-- BEGIN Given passage --
# Loading and Analysing Pre-Trained Sparse Autoencoders

## Imports & Installs

In [None]:
try:
    import google.colab # type: ignore
    from google.colab import output
    COLAB = True
    %pip install sae-lens transformer-lens
except:
    COLAB = False
    from IPython import get_ipython # type: ignore
    ipython = get_ipython(); assert ipython is not None
    ipython.run_line_magic("load_ext", "autoreload")
    ipython.run_line_magic("autoreload", "2")

# Standard imports
import os
import torch
from tqdm import tqdm
import plotly.express as px

# Imports for displaying vis in Colab / notebook
import webbrowser
import http.server
import socketserver
import threading
PORT = 8000

torch.set_grad_enabled(False);

## Set Up

In [None]:
# For the most part I'll try to import functions and classes near where they are used
# to make it clear where they come from.

if torch.backends.mps.is_available():
    device = "mps"
else:
    device = "cuda:6" if torch.cuda.is_available() else "cpu"

print(f"Device: {device}")

In [None]:
def display_vis_inline(filename: str, height: int = 850):
    '''
    Displays the HTML files in Colab. Uses global `PORT` variable defined in prev cell, so that each
    vis has a unique port without having to define a port within the function.
    '''
    if not(COLAB):
        webbrowser.open(filename);

    else:
        global PORT

        def serve(directory):
            os.chdir(directory)

            # Create a handler for serving files
            handler = http.server.SimpleHTTPRequestHandler

            # Create a socket server with the handler
            with socketserver.TCPServer(("", PORT), handler) as httpd:
                print(f"Serving files from {directory} on port {PORT}")
                httpd.serve_forever()

        thread = threading.Thread(target=serve, args=("/content",))
        thread.start()

        output.serve_kernel_port_as_iframe(PORT, path=f"/{filename}", height=height, cache_in_notebook=True)

        PORT += 1

# Loading a pretrained Sparse Autoencoder

Below we load a Transformerlens model, a pretrained SAE and a dataset from huggingface.

In [None]:
from datasets import Dataset, DatasetDict, IterableDataset, load_dataset,load_from_disk
from transformer_lens import HookedTransformer
from typing import Any, Generator, Iterator, Literal, cast
from sae_lens import SAE
from transformers import (
    AutoTokenizer,
    LlavaNextForConditionalGeneration,
    LlavaNextProcessor,
    AutoModelForCausalLM,
)
-- END Given passage --
-- BEGIN Stored data --
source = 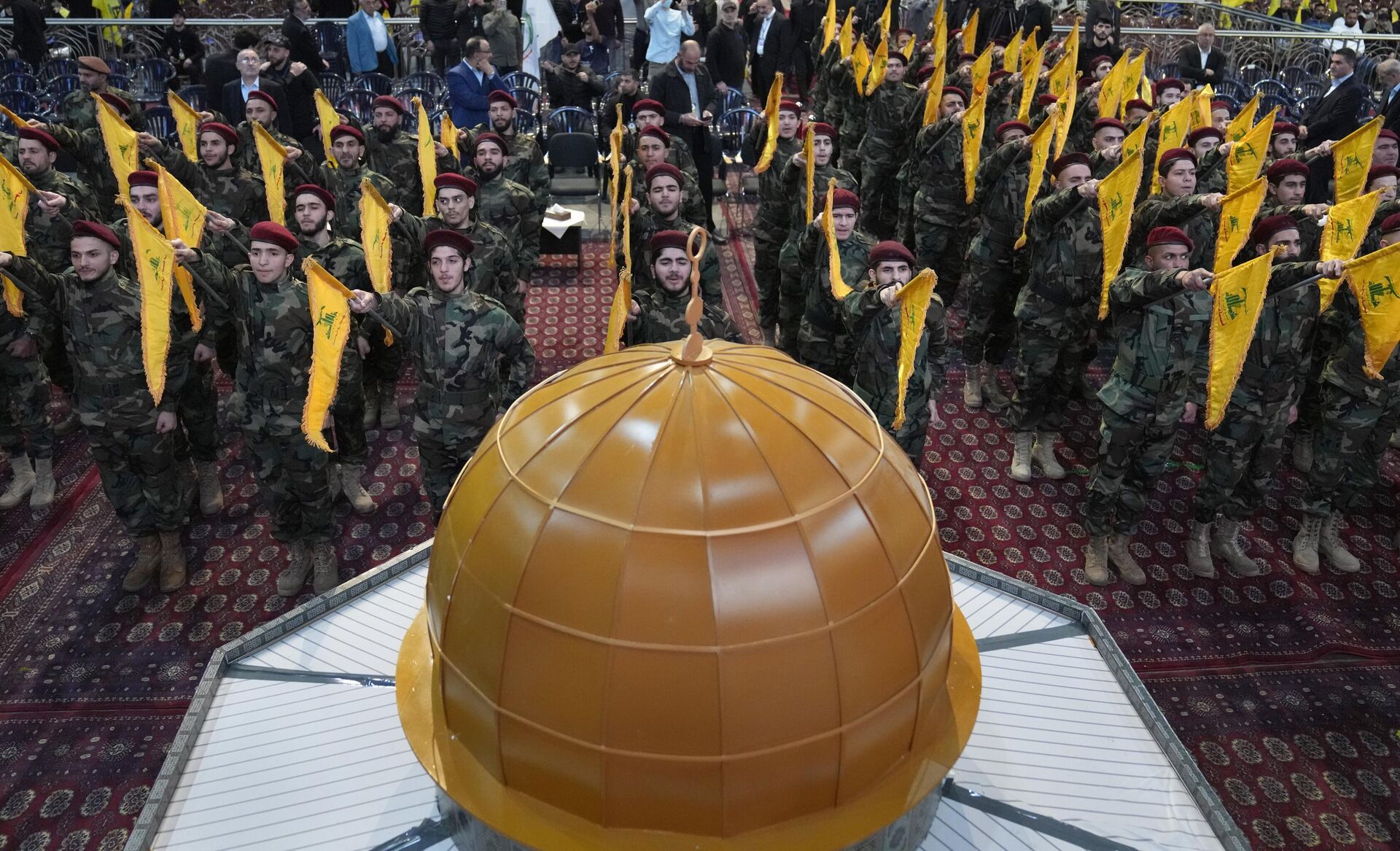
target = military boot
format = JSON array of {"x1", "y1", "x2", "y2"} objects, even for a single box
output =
[
  {"x1": 1211, "y1": 518, "x2": 1259, "y2": 577},
  {"x1": 341, "y1": 463, "x2": 374, "y2": 513},
  {"x1": 1030, "y1": 431, "x2": 1064, "y2": 478},
  {"x1": 161, "y1": 529, "x2": 184, "y2": 594},
  {"x1": 122, "y1": 535, "x2": 161, "y2": 591},
  {"x1": 1318, "y1": 511, "x2": 1361, "y2": 574},
  {"x1": 1294, "y1": 513, "x2": 1321, "y2": 574},
  {"x1": 1011, "y1": 431, "x2": 1036, "y2": 481},
  {"x1": 1186, "y1": 521, "x2": 1216, "y2": 580},
  {"x1": 981, "y1": 364, "x2": 1011, "y2": 410},
  {"x1": 195, "y1": 460, "x2": 224, "y2": 516},
  {"x1": 1084, "y1": 535, "x2": 1113, "y2": 585},
  {"x1": 1109, "y1": 535, "x2": 1146, "y2": 585},
  {"x1": 0, "y1": 455, "x2": 35, "y2": 508},
  {"x1": 277, "y1": 540, "x2": 311, "y2": 597},
  {"x1": 29, "y1": 458, "x2": 53, "y2": 511},
  {"x1": 311, "y1": 543, "x2": 341, "y2": 594}
]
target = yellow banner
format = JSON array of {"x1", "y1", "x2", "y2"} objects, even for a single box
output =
[
  {"x1": 895, "y1": 267, "x2": 935, "y2": 428},
  {"x1": 116, "y1": 195, "x2": 175, "y2": 405},
  {"x1": 1347, "y1": 242, "x2": 1400, "y2": 378},
  {"x1": 1099, "y1": 151, "x2": 1143, "y2": 319},
  {"x1": 93, "y1": 93, "x2": 137, "y2": 198},
  {"x1": 301, "y1": 257, "x2": 354, "y2": 452},
  {"x1": 1225, "y1": 106, "x2": 1278, "y2": 192},
  {"x1": 1016, "y1": 119, "x2": 1056, "y2": 248},
  {"x1": 166, "y1": 88, "x2": 199, "y2": 163},
  {"x1": 1331, "y1": 114, "x2": 1382, "y2": 204},
  {"x1": 147, "y1": 160, "x2": 209, "y2": 330},
  {"x1": 962, "y1": 93, "x2": 987, "y2": 204},
  {"x1": 252, "y1": 122, "x2": 287, "y2": 227},
  {"x1": 1205, "y1": 251, "x2": 1277, "y2": 431},
  {"x1": 1318, "y1": 189, "x2": 1382, "y2": 312},
  {"x1": 1216, "y1": 178, "x2": 1269, "y2": 276}
]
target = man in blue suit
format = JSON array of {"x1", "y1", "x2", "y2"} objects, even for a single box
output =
[{"x1": 446, "y1": 36, "x2": 510, "y2": 131}]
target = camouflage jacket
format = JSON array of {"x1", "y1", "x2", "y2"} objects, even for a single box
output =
[
  {"x1": 476, "y1": 176, "x2": 542, "y2": 280},
  {"x1": 7, "y1": 257, "x2": 178, "y2": 428},
  {"x1": 379, "y1": 287, "x2": 534, "y2": 440},
  {"x1": 1099, "y1": 269, "x2": 1213, "y2": 417},
  {"x1": 841, "y1": 287, "x2": 948, "y2": 416},
  {"x1": 624, "y1": 287, "x2": 744, "y2": 346}
]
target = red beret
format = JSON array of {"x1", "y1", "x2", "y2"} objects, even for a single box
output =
[
  {"x1": 1146, "y1": 227, "x2": 1196, "y2": 249},
  {"x1": 1249, "y1": 216, "x2": 1298, "y2": 245},
  {"x1": 1050, "y1": 152, "x2": 1094, "y2": 176},
  {"x1": 486, "y1": 88, "x2": 519, "y2": 109},
  {"x1": 423, "y1": 228, "x2": 476, "y2": 257},
  {"x1": 73, "y1": 218, "x2": 122, "y2": 251},
  {"x1": 869, "y1": 239, "x2": 914, "y2": 266},
  {"x1": 1264, "y1": 160, "x2": 1309, "y2": 183},
  {"x1": 370, "y1": 93, "x2": 405, "y2": 114},
  {"x1": 997, "y1": 122, "x2": 1030, "y2": 139},
  {"x1": 647, "y1": 163, "x2": 686, "y2": 187},
  {"x1": 831, "y1": 189, "x2": 861, "y2": 213},
  {"x1": 1156, "y1": 148, "x2": 1196, "y2": 178},
  {"x1": 248, "y1": 221, "x2": 300, "y2": 252},
  {"x1": 637, "y1": 125, "x2": 671, "y2": 148},
  {"x1": 472, "y1": 131, "x2": 511, "y2": 154},
  {"x1": 330, "y1": 125, "x2": 364, "y2": 144},
  {"x1": 291, "y1": 183, "x2": 336, "y2": 210},
  {"x1": 244, "y1": 88, "x2": 277, "y2": 112},
  {"x1": 432, "y1": 171, "x2": 476, "y2": 195},
  {"x1": 199, "y1": 122, "x2": 238, "y2": 144},
  {"x1": 20, "y1": 128, "x2": 59, "y2": 151}
]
-- END Stored data --
Short exercise 1
Reproduce the sparse autoencoder notebook word for word from "# Create a handler" to "thread.start()".
Short exercise 2
Go on with the sparse autoencoder notebook, starting right after its last line.

Written response 1
# Create a handler for serving files
            handler = http.server.SimpleHTTPRequestHandler

            # Create a socket server with the handler
            with socketserver.TCPServer(("", PORT), handler) as httpd:
                print(f"Serving files from {directory} on port {PORT}")
                httpd.serve_forever()

        thread = threading.Thread(target=serve, args=("/content",))
        thread.start()

Written response 2
from transformer_lens.HookedLlava import HookedLlava
MODEL_NAME = "llava-hf/llava-v1.6-mistral-7b-hf"
model_path=""
processor = LlavaNextProcessor.from_pretrained(model_path)
vision_model = LlavaNextForConditionalGeneration.from_pretrained(
        model_path, 
        torch_dtype=torch.float32, 
        low_cpu_mem_usage=True,
)

vision_tower = vision_model.vision_tower.to("cuda:6")
multi_modal_projector = vision_model.multi_modal_projector.to("cuda:6")
hook_language_model = HookedLlava.from_pretrained(
        MODEL_NAME,
        hf_model=vision_model.language_model,
        device="cuda:6", 
        fold_ln=False,
        center_writing_weights=False,
        center_unembed=False,
        tokenizer=None,
        dtype=torch.float32,
        vision_tower=vision_tower,
        multi_modal_projector=multi_modal_projector,
        n_devices=2,
    )
sae = SAE.load_from_pretrained(
    path = "",
    device ="cuda:7"
)

In [None]:
from transformer_lens.utils import tokenize_and_concatenate
import transformer_lens.utils as utils
dataset = load_dataset(
    path = "",
    split="train",
    streaming=False,
)

token_dataset = tokenize_and_concatenate(
    dataset= dataset,# type: ignore
    tokenizer = hook_language_model.tokenizer, # type: ignore
    streaming=True,
    max_length=sae.cfg.context_size,
    add_bos_token=sae.cfg.prepend_bos,
)

## Basic Analysis

Let's check some basic stats on this SAE in order to see how some basic functionality in the codebase works.

We'll calculate:
- L0 (the number of features that fire per activation)
- The cross entropy loss when the output of the SAE is used in place of the activations

### L0 Test and Reconstruction Test

In [None]:
sae.cfg

In [None]:
sae.eval()  # prevents error if we're expecting a dead neuron mask for who grads

with torch.no_grad():
    # activation store can give us tokens.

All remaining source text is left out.